** Start of Extracted material **

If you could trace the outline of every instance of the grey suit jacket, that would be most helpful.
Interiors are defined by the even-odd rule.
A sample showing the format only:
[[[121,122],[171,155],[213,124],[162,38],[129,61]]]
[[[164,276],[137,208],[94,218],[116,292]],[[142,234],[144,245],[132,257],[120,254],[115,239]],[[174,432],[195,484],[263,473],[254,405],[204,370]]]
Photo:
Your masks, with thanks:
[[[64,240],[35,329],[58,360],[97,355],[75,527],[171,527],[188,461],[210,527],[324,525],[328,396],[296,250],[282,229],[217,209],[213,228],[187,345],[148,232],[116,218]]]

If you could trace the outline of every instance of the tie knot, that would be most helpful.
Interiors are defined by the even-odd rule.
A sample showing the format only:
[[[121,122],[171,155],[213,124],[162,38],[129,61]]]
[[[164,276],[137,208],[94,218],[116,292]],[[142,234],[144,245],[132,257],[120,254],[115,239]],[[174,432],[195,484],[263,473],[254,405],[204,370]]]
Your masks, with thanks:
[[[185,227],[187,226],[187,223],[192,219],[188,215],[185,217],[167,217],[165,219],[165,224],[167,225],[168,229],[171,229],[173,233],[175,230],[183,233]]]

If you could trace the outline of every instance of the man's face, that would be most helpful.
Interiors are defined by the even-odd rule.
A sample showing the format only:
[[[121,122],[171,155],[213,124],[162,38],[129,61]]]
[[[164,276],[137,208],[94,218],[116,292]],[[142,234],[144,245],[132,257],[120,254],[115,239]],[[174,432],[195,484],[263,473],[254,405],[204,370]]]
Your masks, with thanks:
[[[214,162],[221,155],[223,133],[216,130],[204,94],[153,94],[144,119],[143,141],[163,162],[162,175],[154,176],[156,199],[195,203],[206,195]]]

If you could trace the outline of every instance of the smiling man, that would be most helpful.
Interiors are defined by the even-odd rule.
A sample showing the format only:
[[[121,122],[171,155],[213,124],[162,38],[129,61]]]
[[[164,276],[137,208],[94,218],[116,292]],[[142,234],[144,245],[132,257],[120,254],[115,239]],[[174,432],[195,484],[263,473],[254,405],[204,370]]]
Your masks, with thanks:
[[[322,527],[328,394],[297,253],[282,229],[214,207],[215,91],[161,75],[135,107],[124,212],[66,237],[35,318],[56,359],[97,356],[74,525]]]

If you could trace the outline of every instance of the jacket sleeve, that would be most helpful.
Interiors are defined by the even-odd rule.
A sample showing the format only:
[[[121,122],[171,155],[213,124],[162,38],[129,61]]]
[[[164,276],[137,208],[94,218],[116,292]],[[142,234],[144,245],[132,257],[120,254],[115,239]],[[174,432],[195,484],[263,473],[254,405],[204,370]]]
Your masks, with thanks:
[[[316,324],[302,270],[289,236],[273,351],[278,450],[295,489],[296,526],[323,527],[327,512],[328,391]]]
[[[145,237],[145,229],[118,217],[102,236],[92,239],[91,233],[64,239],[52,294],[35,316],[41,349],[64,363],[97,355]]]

** End of Extracted material **

Challenge:
Please turn the lines from the one containing "face, that would be most helpful." through the end of the items, both ends included, into a numbered list with the blank lines left out.

Problem solution:
1. If you could trace the outline of every instance of the man's face, that would be most helpful.
2. Interiors are defined by the even-odd rule.
3. A sample showing the format only:
4. [[[121,122],[171,155],[213,124],[162,38],[129,61]]]
5. [[[164,276],[137,208],[94,218],[116,292]],[[142,234],[144,245],[132,257],[120,254],[115,239]],[[174,432],[195,484],[263,473],[254,405],[204,370]]]
6. Your masks, with thanks:
7. [[[214,162],[221,155],[223,133],[216,130],[204,94],[153,94],[144,119],[143,141],[163,162],[162,175],[154,176],[156,199],[195,203],[206,195]]]
8. If you could trace the outline of every instance of the smiling man, that would be most helpful.
9. Interiors are defined by the even-odd rule.
10. A sample showing the format only:
11. [[[121,122],[171,155],[213,124],[162,38],[129,61]]]
12. [[[164,276],[137,208],[94,218],[116,292]],[[142,234],[144,245],[132,257],[120,254],[115,239]],[[174,432],[195,484],[263,473],[254,405],[204,370]]]
13. Your masks, with thanks:
14. [[[322,527],[328,394],[297,253],[282,229],[214,207],[215,91],[161,75],[135,107],[124,212],[66,237],[35,318],[56,359],[97,356],[74,525]]]
15. If you could trace the outline of every instance of the jacket sleeve, that would be most helpful.
16. Interiors are defined by the even-odd rule.
17. A sample showing the format only:
18. [[[121,122],[171,155],[213,124],[162,38],[129,61]]]
19. [[[164,276],[137,208],[94,218],[116,292]],[[142,234],[144,245],[132,257],[120,254],[115,239]],[[174,432],[195,484],[263,473],[254,405],[204,370]]]
20. Your masks, with thanks:
21. [[[316,324],[302,270],[289,236],[273,351],[278,450],[295,489],[296,526],[323,527],[327,512],[328,391]]]
22. [[[145,237],[145,229],[118,217],[102,236],[92,239],[91,233],[64,239],[52,294],[35,316],[41,349],[64,363],[97,355]]]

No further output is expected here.